Coordinate labeling data

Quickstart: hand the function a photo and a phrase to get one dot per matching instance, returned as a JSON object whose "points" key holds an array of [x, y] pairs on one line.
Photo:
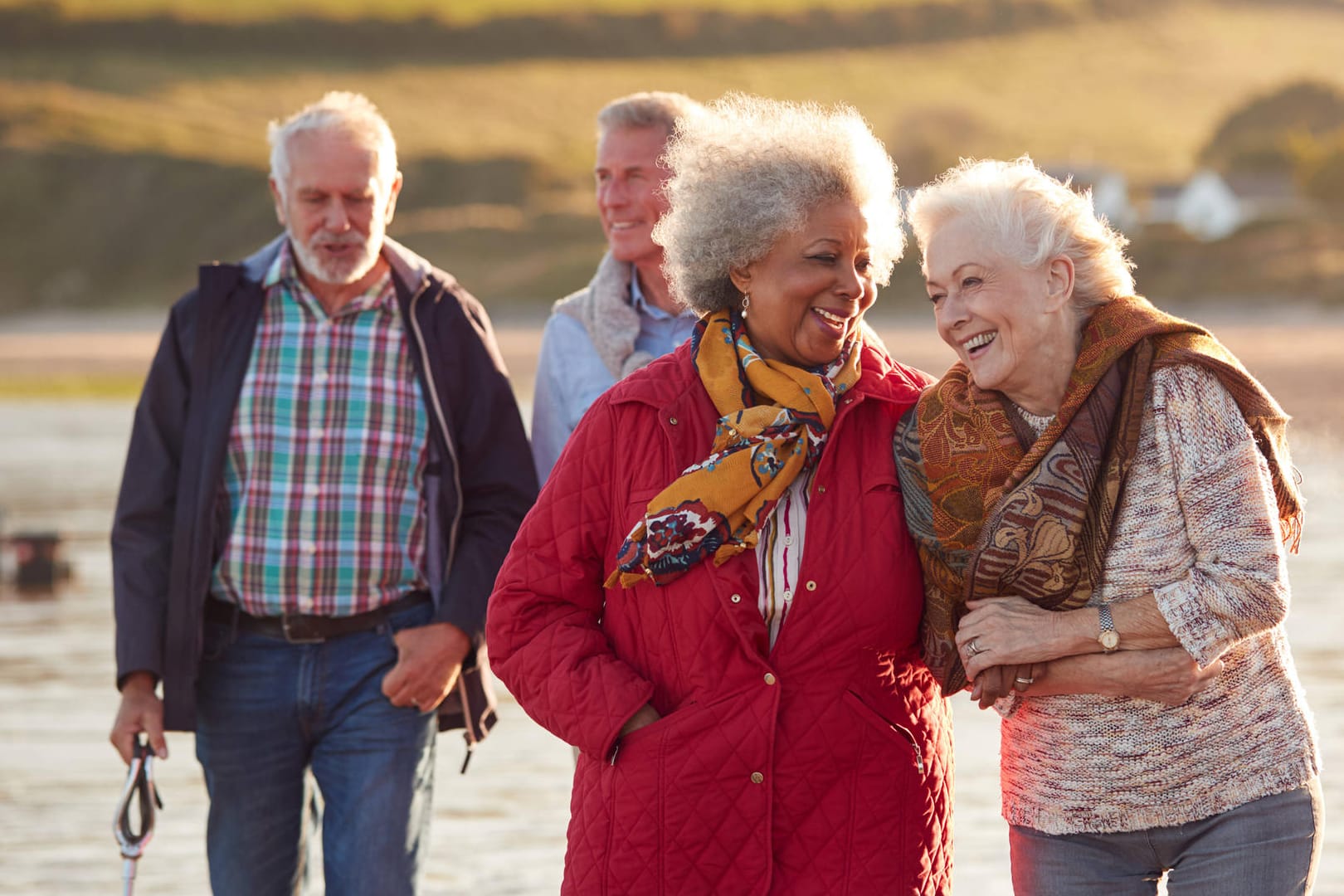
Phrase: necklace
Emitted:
{"points": [[1036, 422]]}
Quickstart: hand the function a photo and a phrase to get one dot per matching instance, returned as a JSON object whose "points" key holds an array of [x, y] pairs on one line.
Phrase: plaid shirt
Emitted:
{"points": [[325, 458]]}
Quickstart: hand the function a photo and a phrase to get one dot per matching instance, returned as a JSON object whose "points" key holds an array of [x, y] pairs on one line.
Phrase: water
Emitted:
{"points": [[499, 829]]}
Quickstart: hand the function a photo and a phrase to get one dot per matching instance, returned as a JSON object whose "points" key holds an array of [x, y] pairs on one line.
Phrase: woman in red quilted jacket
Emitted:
{"points": [[715, 598]]}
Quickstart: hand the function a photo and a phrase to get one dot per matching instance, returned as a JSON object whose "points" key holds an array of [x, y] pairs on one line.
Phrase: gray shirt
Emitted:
{"points": [[570, 375]]}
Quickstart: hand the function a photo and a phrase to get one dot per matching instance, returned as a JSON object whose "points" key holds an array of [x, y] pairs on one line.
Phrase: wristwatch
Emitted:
{"points": [[1109, 638]]}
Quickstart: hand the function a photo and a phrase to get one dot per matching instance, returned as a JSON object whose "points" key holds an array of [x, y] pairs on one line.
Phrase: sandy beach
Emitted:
{"points": [[499, 829]]}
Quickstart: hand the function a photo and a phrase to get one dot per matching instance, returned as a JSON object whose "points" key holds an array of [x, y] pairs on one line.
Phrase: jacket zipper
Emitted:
{"points": [[436, 402], [901, 730]]}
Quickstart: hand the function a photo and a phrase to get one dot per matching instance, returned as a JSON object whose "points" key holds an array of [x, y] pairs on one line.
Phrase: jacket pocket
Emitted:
{"points": [[893, 731]]}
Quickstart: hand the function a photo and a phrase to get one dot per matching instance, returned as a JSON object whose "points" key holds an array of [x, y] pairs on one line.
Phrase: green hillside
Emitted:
{"points": [[121, 167]]}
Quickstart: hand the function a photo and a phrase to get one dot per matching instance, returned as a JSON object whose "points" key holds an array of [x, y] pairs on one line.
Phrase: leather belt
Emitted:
{"points": [[297, 627]]}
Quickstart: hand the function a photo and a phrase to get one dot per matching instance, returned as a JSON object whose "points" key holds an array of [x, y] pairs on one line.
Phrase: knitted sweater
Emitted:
{"points": [[1198, 527]]}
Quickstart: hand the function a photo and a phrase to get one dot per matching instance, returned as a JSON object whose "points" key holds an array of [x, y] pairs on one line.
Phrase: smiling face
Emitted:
{"points": [[1012, 327], [334, 206], [629, 192], [810, 293]]}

Goal.
Return each line from the material above exactly, but not the pictures.

Expected answer.
Quickstart: hand the function a photo and a phrase to get one dot per matching instance, returned as a JSON object whose "points" key holds an array of [x, y] pairs on one line.
Photo:
Phrase: necklace
Emitted:
{"points": [[1036, 422]]}
Quickstart: hand the function a photo and a phrase to get one dot per matching instance, returned as a JSON object whose "points" key holds an array of [x, y] pairs on one line.
Phrase: plaid shirt
Emitted:
{"points": [[325, 458]]}
Quickstart: hand the function a photo and a phrase to get one dot per matching instance, returned as a JSON object whose "points" key holds an array of [x, y] pairs on one line.
Phrase: water
Emitted:
{"points": [[499, 829]]}
Quickstart: hand the function a photo and a phrase to get one dot per matching instance, returned as a JSON object whose "points" key holds an array of [x, y] pairs on one line.
Phrase: woman in red quilted jacket
Emitted:
{"points": [[715, 598]]}
Quickstart: hand the function a photo and a phrase to get one dot per matching instance, returned as a JSON object whose "points" key holds an array of [x, y] pairs on one line.
Phrase: gray shirt
Emitted:
{"points": [[570, 375]]}
Quickstart: hand the function a photo and a phrase to get one dot per matching instance, returned as a JSON object whose "points" key holds an array of [x, y] pairs on one line.
Phrase: wristwatch
Emitted:
{"points": [[1109, 638]]}
Quickstart: hand the function a photo and a phrase to get one dot per matching instance, returned as a JSON object whose "points" key holds an array of [x, y] pairs on one line.
Phrase: sandy beach
Emitted:
{"points": [[499, 829]]}
Quickstart: hand the function a photo and a phrase to get one dot per matching instance, returned as a JSON object whose "points" key holds an array of [x, y] pairs on one line.
Phrase: jacket zipper
Emitted:
{"points": [[436, 402], [901, 730]]}
Quickstart: hand the function a photo and a phrase to get one dot per matching instance, returned as a JSON object whose "points" key holds an array of [x, y] pairs on one line.
Phrase: jacket pocket
Emitted:
{"points": [[893, 731]]}
Quickstart: hand the function a photo and a phrase to get one dot per matching instance, returned as a JSON object whose "points" key holds an array of [x, y] pairs on one line.
Phrase: green hillside
Emitted:
{"points": [[121, 167]]}
Quickstart: hand the function a photo and a phrase to get one dot per matching instance, returned as a JSON object whose "points" key holds an array of [x, y] pairs on one line.
Phrase: leather belt
Emitted:
{"points": [[297, 627]]}
Quickstart: hand the function a photo and a phrase to get one dot per matching instance, returned as a JSON object whose "points" key holds an array of [x, y] pairs on one line.
Phrase: knitted sweater
Emitted:
{"points": [[1198, 527]]}
Quickstart: hand the function a photo and a phrase to get one dot per matching instance, returned as a JSON object whose "points" key holds an array of [x, y] pairs on one line.
Phrase: smiling face
Emitted:
{"points": [[1012, 327], [334, 206], [629, 192], [810, 293]]}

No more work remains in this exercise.